■ **LISTED ENTRIES**
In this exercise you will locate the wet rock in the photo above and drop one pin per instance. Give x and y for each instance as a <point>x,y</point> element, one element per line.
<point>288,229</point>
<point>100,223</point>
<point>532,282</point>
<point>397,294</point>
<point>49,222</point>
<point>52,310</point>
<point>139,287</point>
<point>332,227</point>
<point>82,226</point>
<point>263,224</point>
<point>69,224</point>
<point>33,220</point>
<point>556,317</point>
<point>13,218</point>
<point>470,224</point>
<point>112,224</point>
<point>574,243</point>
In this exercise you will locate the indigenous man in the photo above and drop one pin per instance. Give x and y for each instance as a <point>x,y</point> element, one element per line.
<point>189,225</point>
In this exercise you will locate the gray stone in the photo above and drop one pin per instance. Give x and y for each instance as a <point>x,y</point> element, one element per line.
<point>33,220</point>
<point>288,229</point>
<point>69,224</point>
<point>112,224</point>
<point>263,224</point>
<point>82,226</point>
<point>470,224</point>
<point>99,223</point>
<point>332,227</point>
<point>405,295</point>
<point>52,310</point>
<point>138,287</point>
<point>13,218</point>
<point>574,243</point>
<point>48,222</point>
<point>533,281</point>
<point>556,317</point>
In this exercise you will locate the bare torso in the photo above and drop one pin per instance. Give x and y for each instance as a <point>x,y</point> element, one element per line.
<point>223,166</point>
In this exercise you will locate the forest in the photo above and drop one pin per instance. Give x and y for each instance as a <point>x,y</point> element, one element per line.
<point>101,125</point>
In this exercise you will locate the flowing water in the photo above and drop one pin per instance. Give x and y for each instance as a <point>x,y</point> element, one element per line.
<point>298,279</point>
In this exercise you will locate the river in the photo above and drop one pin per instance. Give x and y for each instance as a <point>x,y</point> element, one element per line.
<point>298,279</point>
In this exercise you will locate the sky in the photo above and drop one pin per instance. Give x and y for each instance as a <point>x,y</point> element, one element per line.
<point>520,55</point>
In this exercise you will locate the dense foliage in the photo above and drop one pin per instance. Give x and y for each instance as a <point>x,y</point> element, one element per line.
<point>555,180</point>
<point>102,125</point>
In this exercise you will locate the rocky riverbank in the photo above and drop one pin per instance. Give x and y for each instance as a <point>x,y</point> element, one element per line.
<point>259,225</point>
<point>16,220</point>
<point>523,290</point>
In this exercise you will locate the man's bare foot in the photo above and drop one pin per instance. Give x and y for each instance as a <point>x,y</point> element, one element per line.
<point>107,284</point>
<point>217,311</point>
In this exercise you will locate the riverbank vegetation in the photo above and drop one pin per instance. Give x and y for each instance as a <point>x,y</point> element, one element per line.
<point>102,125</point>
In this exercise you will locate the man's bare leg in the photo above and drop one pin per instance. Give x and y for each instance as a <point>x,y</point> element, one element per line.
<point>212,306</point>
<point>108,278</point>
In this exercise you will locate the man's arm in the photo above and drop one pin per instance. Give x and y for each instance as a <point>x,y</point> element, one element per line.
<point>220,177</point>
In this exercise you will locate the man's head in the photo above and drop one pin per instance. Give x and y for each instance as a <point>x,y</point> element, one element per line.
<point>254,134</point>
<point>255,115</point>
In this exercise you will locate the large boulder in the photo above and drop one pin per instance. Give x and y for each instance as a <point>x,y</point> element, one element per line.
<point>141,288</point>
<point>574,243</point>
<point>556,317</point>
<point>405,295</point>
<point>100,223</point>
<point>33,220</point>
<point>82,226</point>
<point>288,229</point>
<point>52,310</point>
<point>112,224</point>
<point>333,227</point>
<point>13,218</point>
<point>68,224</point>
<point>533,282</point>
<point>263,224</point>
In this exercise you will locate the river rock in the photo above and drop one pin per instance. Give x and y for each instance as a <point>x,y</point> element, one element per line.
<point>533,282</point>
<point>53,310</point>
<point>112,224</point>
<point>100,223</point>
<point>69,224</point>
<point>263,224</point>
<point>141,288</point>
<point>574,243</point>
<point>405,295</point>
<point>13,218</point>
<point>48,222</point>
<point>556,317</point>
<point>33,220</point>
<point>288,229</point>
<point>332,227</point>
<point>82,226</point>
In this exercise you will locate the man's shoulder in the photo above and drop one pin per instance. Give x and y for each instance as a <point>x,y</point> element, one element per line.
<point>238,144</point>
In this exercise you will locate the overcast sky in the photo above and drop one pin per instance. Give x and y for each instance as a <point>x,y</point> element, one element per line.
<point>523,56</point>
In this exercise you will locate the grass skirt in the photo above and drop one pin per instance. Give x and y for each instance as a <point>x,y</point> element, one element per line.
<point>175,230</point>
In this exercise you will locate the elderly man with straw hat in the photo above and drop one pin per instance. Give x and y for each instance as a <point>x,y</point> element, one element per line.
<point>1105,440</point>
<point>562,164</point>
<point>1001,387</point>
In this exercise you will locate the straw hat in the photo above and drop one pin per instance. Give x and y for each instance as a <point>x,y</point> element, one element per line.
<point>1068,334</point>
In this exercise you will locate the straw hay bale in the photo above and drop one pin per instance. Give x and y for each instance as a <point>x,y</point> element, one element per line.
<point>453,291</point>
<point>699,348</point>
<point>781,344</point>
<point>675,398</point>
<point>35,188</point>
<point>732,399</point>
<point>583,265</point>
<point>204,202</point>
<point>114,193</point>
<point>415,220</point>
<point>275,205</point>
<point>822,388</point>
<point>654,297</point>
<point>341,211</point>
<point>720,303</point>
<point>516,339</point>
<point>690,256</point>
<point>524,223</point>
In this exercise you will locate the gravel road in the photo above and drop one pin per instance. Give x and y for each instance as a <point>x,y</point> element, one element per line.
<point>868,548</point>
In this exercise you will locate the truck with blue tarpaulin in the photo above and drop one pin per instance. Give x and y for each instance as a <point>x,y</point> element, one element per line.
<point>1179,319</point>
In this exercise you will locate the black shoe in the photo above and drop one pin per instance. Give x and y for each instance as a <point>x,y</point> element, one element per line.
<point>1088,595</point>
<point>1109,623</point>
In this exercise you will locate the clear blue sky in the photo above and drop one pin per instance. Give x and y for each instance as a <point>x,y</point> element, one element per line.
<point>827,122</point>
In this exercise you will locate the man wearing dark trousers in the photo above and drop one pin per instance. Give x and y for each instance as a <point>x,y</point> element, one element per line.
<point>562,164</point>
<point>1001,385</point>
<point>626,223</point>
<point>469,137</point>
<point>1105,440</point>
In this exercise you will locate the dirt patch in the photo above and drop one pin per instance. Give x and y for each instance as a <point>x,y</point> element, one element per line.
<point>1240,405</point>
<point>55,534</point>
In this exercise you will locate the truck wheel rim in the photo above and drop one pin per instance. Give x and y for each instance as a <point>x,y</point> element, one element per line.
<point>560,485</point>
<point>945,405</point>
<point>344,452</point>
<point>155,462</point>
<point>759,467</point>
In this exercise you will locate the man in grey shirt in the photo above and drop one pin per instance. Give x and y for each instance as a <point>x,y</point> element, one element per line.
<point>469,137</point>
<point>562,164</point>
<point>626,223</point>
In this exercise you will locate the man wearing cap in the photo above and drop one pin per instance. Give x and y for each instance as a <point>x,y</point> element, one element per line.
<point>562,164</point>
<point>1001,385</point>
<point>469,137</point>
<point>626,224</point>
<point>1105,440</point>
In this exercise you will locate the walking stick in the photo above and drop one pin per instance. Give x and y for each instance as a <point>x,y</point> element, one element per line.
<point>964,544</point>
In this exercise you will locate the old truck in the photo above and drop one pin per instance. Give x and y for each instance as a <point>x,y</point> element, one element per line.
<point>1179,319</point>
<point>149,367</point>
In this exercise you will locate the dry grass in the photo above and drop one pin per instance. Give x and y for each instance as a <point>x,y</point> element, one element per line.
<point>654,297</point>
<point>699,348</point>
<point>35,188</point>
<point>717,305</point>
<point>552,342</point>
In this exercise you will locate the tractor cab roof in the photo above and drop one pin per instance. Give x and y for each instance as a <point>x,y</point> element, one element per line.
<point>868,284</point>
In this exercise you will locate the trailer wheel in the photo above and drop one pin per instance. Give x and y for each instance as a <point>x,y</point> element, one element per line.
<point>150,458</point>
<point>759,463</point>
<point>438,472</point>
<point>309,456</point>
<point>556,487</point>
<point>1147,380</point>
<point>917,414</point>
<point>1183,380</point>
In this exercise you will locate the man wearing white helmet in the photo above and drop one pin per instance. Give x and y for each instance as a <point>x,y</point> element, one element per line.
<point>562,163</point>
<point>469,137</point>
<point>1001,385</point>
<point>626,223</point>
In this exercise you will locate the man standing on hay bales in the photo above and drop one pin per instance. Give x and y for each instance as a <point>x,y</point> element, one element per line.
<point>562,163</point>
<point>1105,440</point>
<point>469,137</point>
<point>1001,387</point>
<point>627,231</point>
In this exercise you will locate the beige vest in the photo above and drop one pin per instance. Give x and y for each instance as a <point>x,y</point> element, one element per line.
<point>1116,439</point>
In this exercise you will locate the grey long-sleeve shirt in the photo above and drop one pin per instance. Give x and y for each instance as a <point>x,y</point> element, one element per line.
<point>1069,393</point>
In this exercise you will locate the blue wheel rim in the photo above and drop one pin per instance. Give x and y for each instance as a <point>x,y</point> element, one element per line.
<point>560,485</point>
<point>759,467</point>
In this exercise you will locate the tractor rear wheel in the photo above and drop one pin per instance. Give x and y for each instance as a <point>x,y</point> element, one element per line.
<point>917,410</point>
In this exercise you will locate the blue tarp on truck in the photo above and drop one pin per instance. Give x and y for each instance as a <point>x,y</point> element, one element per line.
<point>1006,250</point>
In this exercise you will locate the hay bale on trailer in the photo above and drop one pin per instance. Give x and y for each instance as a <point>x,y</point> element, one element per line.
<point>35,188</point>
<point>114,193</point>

■ **GIVEN EXERCISE**
Present the material as a numbered list, starting at the line that contains "In this exercise you will locate the overcast" and stopping after the line that contains "<point>1068,334</point>". Leave out any blank lines.

■ **TASK SOLUTION**
1. In this exercise you will locate the overcast sky in the photo above and drop one pin per instance. Give x and y for each instance as a <point>x,y</point> element, one element per line.
2. <point>523,56</point>
3. In this exercise you will locate the grass skirt in the photo above and drop one pin per instance. Give x and y for each instance as a <point>x,y</point> element, one element per line.
4. <point>175,230</point>
5. In this exercise you will locate the elderly man with straw hat in the photo above and drop one pin per instance. Give x and y for each instance as a <point>x,y</point> element, one element per line.
6. <point>1105,440</point>
7. <point>562,164</point>
8. <point>1001,387</point>
9. In this exercise you will locate the straw hat in the photo above and drop one pin per instance. Give x and y for each instance as a <point>x,y</point> element, one element per line.
10. <point>1068,334</point>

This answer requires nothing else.